§ Selected passage
--- START ---
The History of Pandemics Teaches Us Only That We Can't Be TaughtHistorians in the News
tags: public health, epidemics, medical history
ON THE LAST day of March, in what felt like the longest month in human history, U.S. President Donald Trump stood at the podium at the White House press briefing and mused on the lessons of this pandemic illness. When the threat of this new coronavirus fades, he said, our habits will have changed. We may still be washing our hands more effectively than we did before, keeping distance from each other, not shaking hands as much. “Some of what we’re learning now will live on into the future,” Trump promised. “ I really believe that.”
But if past is prologue, then we are really bad at using the past as prologue. Five years ago, in the aftermath of a massive Ebola outbreak, epidemiologist Michael Baker bemoaned the vital lessons that we’d clearly failed to learn from prior outbreaks of disease. In recent weeks, many others have been taking note of how plagues of swine flu and the like have somehow failed to yield more funding for pandemic preparedness. They’ve argued that government officials flouted lessons from hypothetical pandemic exercises. Some have drawn parallels between our foot-dragging and denial of the Covid-19 crisis and the long delay in responding to the AIDS pandemic. As Howard Markel, a physician and historian of science, wrote in WIRED last month, “I feel like quoting Yogi Berra: It’s ‘déjà vu all over again,’ albeit a nightmarish blend of several déjàs vu into one.”
There’s a term for what’s been missing: “clioepidemiology.” Named after Clio, the muse of history, it describes the practice of studying information from past epidemics for advice about the present. Why are we so bad at doing this in practice? Isn’t everyone who’s ever lived through an ugly epidemic an armchair clioepidemiologist, almost by default? Why haven’t there been more of them spouting off about the lessons that they’ve learned? Or maybe more to the point, why hasn't anyone been listening?
It may be that this impulse has been canceled by a greater drive, to leave the terrors of the past behind. Indeed, some historians suggest that doctors who served on the front lines of fighting Spanish flu were reluctant to talk about it in the years that followed. Quarantines and bans on public gatherings during that period may have further shrouded the extent of suffering, while traumatized survivors kept their stories to themselves. It seems likely that a similar reticence to share followed other, past pandemics, too, as it may again when this coronavirus plague is over.
--- END ---
§ Exercise data
--- START ---
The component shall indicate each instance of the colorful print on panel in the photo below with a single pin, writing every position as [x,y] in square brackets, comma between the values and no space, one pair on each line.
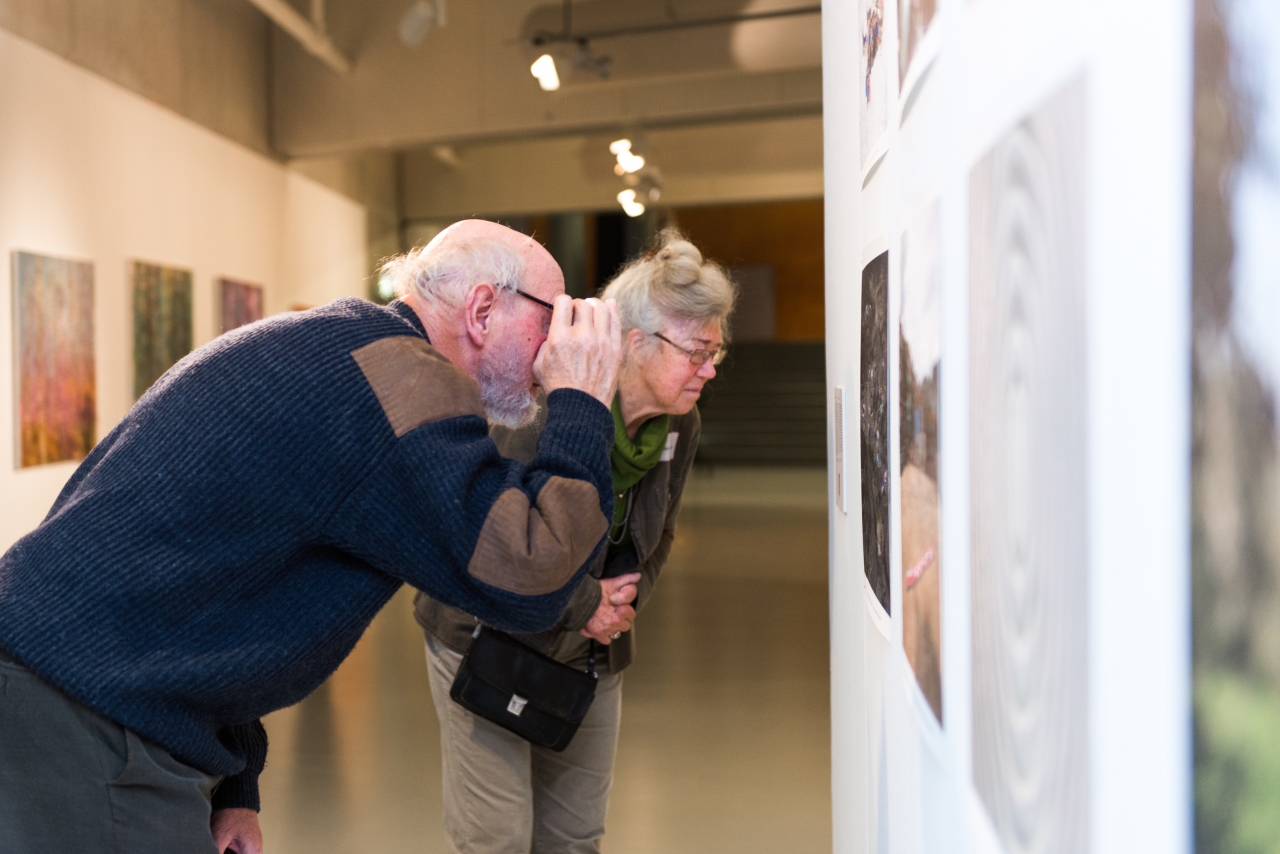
[161,320]
[873,425]
[54,352]
[240,304]
[919,369]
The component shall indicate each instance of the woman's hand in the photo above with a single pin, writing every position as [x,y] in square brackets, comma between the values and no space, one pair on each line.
[236,830]
[615,613]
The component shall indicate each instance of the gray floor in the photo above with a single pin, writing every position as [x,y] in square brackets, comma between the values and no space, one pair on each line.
[725,740]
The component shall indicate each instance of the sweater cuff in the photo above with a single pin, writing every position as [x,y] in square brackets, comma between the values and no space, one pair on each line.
[584,604]
[240,791]
[577,424]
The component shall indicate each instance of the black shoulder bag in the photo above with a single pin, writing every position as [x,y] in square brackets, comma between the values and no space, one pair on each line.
[522,690]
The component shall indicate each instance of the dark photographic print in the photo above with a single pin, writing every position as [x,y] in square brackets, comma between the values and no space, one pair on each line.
[873,421]
[1027,475]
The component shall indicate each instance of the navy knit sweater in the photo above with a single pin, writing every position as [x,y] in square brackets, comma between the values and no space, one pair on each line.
[220,552]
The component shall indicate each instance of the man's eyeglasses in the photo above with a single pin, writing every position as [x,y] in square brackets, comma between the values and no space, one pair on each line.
[533,298]
[695,356]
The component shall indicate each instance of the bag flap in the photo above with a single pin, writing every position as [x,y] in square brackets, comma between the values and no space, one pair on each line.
[515,668]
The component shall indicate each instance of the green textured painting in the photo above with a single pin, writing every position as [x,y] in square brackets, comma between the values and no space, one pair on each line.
[161,320]
[53,316]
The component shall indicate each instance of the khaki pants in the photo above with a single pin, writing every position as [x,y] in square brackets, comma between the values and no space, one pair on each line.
[502,795]
[73,781]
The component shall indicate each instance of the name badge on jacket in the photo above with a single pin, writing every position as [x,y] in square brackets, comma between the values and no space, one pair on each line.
[668,453]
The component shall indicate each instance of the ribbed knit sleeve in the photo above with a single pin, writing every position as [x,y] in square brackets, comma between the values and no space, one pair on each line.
[241,790]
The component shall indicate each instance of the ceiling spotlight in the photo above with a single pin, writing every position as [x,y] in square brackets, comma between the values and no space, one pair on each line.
[420,17]
[544,69]
[630,206]
[629,161]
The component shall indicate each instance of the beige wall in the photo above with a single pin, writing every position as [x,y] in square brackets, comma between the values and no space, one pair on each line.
[370,178]
[204,59]
[709,164]
[96,173]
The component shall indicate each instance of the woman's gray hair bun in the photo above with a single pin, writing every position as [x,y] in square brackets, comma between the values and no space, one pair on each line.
[671,282]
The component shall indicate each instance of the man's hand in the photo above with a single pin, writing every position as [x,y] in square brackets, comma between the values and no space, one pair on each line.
[615,613]
[236,830]
[583,348]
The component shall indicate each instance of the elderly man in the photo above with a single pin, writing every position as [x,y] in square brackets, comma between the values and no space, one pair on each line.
[222,549]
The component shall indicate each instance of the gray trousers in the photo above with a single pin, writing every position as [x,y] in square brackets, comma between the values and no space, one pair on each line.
[72,780]
[502,795]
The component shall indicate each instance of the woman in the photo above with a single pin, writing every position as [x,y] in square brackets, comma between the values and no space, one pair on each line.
[502,794]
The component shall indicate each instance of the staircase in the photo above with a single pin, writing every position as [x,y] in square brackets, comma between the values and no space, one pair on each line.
[767,406]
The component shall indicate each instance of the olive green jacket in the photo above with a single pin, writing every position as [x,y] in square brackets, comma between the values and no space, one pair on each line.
[654,507]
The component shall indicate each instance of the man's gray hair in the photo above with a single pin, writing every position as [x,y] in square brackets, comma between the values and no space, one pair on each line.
[446,269]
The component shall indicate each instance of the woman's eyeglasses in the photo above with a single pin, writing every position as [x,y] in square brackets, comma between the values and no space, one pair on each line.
[695,356]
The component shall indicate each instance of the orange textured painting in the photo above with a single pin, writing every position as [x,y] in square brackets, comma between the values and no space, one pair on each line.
[54,341]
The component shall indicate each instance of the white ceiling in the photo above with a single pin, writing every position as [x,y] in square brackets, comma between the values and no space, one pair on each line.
[470,80]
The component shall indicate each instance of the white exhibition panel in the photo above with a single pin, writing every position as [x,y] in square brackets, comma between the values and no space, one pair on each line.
[95,173]
[1059,131]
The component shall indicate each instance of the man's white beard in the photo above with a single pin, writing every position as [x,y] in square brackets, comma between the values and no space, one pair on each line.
[503,378]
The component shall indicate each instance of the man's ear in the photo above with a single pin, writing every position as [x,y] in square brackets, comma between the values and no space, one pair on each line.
[478,313]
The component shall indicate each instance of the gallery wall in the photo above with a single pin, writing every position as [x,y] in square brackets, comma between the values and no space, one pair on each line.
[1008,211]
[95,173]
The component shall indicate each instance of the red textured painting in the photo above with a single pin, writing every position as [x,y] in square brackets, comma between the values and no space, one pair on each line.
[54,352]
[241,304]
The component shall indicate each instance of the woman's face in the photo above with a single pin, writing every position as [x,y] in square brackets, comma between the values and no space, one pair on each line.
[663,377]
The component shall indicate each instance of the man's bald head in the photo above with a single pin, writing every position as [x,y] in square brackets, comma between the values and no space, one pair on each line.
[467,254]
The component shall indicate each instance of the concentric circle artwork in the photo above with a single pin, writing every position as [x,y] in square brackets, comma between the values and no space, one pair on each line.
[1028,478]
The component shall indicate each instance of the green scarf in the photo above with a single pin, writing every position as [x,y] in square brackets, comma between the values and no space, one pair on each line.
[631,460]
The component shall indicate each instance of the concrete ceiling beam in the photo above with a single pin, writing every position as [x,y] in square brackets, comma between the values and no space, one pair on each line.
[309,33]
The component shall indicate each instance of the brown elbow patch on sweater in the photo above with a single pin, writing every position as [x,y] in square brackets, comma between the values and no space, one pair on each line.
[536,549]
[415,383]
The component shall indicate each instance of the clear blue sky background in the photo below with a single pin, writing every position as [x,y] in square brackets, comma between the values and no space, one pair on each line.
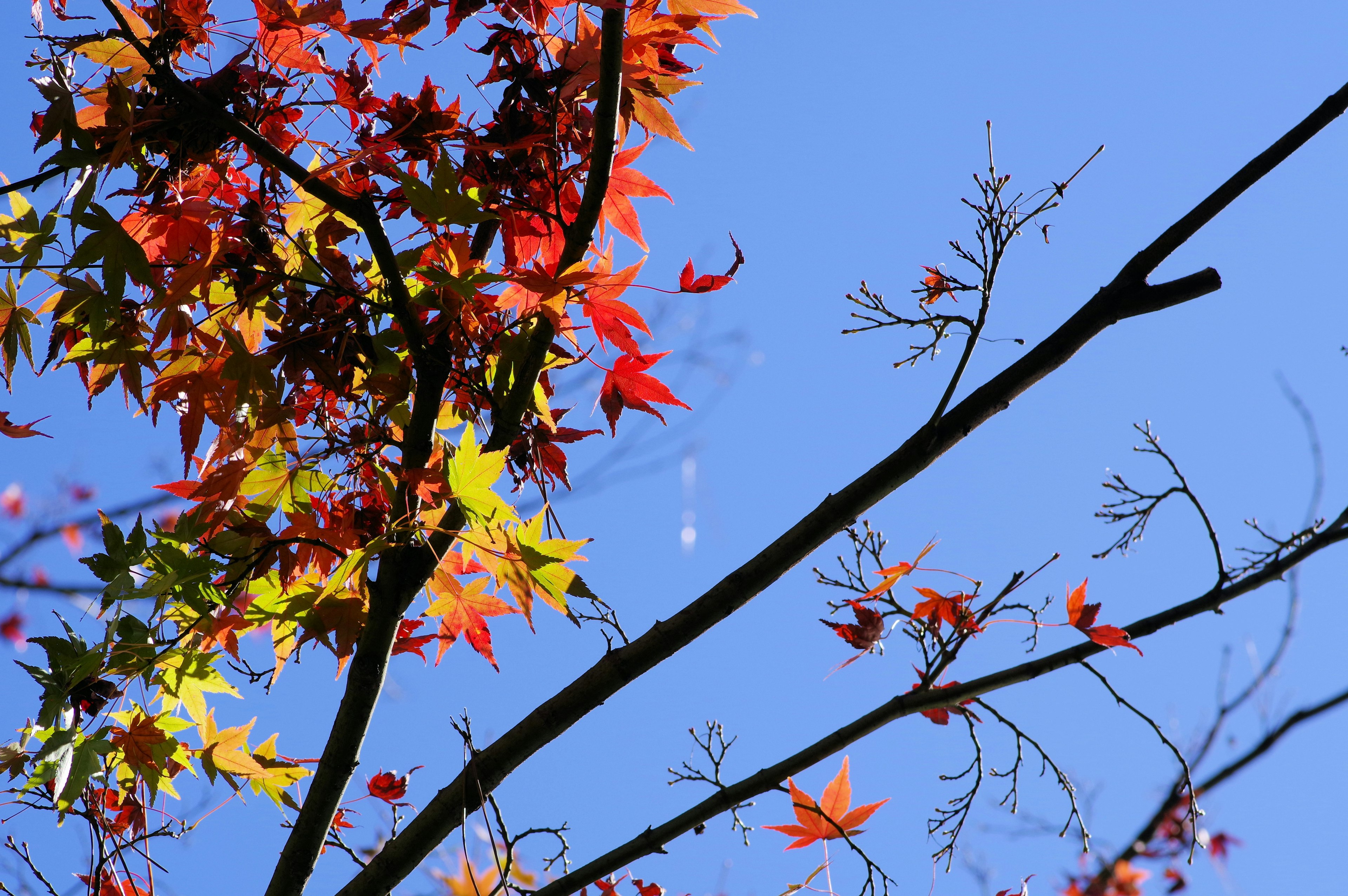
[836,146]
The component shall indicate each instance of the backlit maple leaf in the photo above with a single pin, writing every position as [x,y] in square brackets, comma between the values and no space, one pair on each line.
[629,182]
[390,787]
[409,643]
[629,386]
[940,608]
[17,432]
[863,634]
[894,573]
[463,610]
[1082,616]
[830,818]
[937,286]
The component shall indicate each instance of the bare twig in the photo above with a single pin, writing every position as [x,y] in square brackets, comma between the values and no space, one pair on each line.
[1045,763]
[1138,506]
[715,747]
[1184,764]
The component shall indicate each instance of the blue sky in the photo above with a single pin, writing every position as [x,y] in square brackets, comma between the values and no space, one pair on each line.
[838,147]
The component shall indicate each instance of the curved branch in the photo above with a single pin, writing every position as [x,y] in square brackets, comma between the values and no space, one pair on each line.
[1125,297]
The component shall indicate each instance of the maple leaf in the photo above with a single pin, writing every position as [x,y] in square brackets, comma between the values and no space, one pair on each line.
[627,386]
[689,282]
[279,775]
[286,49]
[389,786]
[11,628]
[823,821]
[629,182]
[1083,616]
[894,573]
[17,432]
[937,285]
[941,715]
[227,750]
[110,886]
[472,473]
[463,610]
[128,814]
[13,500]
[611,317]
[408,643]
[863,634]
[185,676]
[940,608]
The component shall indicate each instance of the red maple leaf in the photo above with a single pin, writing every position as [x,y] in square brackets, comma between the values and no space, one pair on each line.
[689,282]
[940,608]
[1082,616]
[463,610]
[937,286]
[11,628]
[627,386]
[408,643]
[390,787]
[830,818]
[863,634]
[340,820]
[627,182]
[608,316]
[13,502]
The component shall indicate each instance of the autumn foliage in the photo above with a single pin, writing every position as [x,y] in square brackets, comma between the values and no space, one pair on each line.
[295,268]
[366,314]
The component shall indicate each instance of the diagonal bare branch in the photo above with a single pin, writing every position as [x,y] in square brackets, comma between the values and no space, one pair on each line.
[1128,296]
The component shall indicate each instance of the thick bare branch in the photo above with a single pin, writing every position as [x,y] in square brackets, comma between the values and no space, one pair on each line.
[1128,296]
[654,838]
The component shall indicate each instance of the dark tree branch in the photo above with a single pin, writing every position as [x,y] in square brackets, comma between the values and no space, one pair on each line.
[49,531]
[1128,296]
[405,568]
[1221,777]
[35,181]
[654,838]
[1187,775]
[506,419]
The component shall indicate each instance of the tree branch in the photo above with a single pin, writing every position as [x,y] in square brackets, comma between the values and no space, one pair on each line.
[654,838]
[1125,297]
[506,419]
[45,533]
[405,569]
[1219,778]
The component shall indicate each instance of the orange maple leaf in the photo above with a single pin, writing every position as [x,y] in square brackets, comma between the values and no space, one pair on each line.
[463,610]
[830,818]
[937,286]
[951,610]
[894,573]
[17,432]
[629,182]
[1082,616]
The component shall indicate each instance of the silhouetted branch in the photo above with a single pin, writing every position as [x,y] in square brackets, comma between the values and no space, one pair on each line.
[1129,294]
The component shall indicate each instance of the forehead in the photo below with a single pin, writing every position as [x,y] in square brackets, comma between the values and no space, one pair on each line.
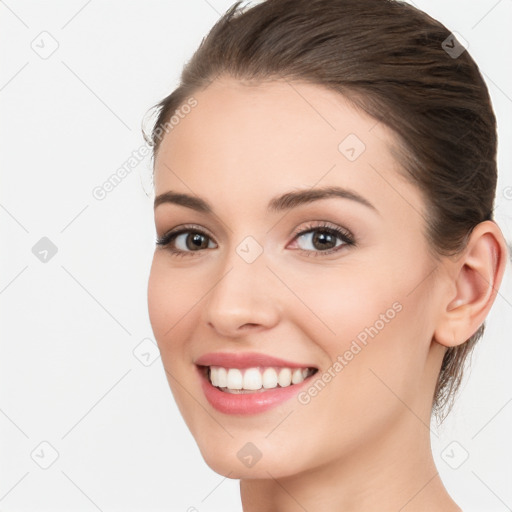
[257,139]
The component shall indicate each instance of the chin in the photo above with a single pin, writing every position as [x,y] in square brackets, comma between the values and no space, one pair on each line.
[236,463]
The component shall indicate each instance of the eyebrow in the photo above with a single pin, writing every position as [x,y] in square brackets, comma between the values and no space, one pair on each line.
[280,203]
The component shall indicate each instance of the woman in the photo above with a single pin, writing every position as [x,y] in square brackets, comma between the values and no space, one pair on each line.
[327,255]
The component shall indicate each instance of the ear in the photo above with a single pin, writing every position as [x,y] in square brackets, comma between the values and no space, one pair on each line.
[476,276]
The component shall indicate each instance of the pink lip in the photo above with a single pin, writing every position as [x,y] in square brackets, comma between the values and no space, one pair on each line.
[245,360]
[250,403]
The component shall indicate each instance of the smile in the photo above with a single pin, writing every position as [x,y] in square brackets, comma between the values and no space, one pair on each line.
[258,379]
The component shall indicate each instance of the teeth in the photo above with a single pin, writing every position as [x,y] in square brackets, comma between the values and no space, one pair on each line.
[256,379]
[285,377]
[269,378]
[235,379]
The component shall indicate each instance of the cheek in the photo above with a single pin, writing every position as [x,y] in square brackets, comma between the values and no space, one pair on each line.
[171,301]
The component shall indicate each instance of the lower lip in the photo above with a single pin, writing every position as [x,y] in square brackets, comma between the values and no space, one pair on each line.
[247,403]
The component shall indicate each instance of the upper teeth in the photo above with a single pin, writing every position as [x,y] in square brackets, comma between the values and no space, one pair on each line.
[256,378]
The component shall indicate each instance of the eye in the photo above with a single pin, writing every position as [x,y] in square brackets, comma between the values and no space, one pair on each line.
[316,240]
[185,240]
[323,239]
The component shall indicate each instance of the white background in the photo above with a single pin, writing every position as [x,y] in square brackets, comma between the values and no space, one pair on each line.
[69,376]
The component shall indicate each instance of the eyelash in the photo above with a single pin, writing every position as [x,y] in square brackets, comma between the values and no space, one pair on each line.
[334,230]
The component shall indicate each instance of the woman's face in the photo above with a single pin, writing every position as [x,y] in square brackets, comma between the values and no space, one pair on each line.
[262,273]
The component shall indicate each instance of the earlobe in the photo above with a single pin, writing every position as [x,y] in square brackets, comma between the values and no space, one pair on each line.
[477,275]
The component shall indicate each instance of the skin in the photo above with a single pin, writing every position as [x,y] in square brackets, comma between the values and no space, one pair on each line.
[363,442]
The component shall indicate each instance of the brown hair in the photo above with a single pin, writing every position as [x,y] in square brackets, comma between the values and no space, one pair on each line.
[394,62]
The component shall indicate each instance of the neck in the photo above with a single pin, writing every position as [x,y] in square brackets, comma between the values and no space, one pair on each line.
[395,472]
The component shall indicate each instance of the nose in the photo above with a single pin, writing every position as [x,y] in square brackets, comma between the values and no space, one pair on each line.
[243,298]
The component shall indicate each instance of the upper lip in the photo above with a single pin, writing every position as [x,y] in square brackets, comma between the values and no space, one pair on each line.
[245,360]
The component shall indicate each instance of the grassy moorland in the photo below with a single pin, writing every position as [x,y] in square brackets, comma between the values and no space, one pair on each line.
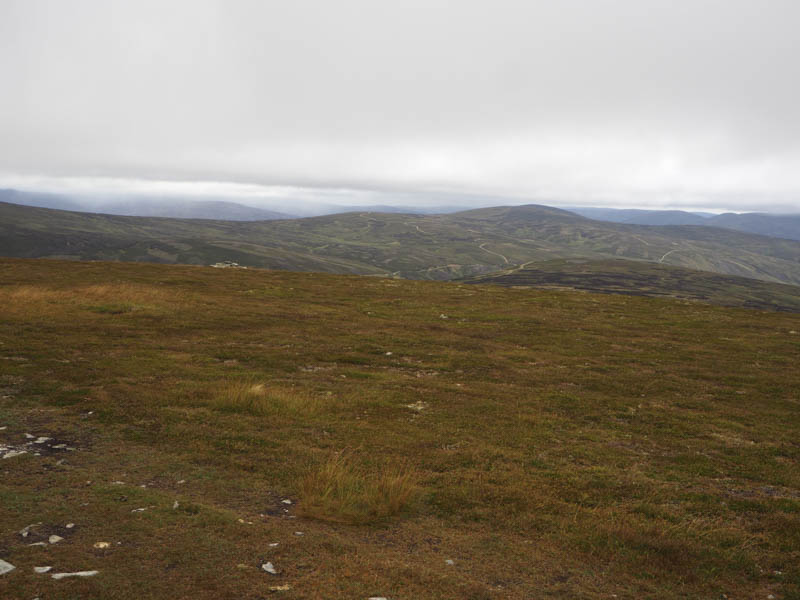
[548,444]
[638,278]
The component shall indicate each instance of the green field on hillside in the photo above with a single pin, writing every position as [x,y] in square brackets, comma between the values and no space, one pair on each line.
[374,437]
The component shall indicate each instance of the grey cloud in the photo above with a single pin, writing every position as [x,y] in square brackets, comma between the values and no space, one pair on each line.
[637,102]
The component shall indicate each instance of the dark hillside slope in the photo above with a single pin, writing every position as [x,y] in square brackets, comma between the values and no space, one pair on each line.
[637,278]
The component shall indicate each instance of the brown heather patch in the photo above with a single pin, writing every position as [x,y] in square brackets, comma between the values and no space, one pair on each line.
[568,445]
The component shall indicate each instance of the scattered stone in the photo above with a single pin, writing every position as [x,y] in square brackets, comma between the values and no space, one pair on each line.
[26,530]
[5,567]
[269,568]
[418,406]
[76,574]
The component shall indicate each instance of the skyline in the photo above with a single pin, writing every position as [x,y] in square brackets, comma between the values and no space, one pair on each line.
[608,103]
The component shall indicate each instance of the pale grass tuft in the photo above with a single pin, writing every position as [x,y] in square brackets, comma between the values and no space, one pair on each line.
[112,298]
[258,399]
[342,491]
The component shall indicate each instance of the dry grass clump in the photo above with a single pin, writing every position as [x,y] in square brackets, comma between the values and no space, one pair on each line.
--- END ---
§ What is needed
Summarize the pandemic history article above in two sentences.

§ Written solution
Although Trump said at the end of March that some of what people were learning during the coronavirus pandemic would live on, the article argues that we are bad at learning from the past, pointing to missed lessons after Ebola, swine flu and the slow response to AIDS. It calls the missing practice "clioepidemiology," the study of past epidemics for advice about the present, and suggests it may be canceled by a drive to leave past terrors behind, as when doctors and survivors of the Spanish flu kept quiet about it.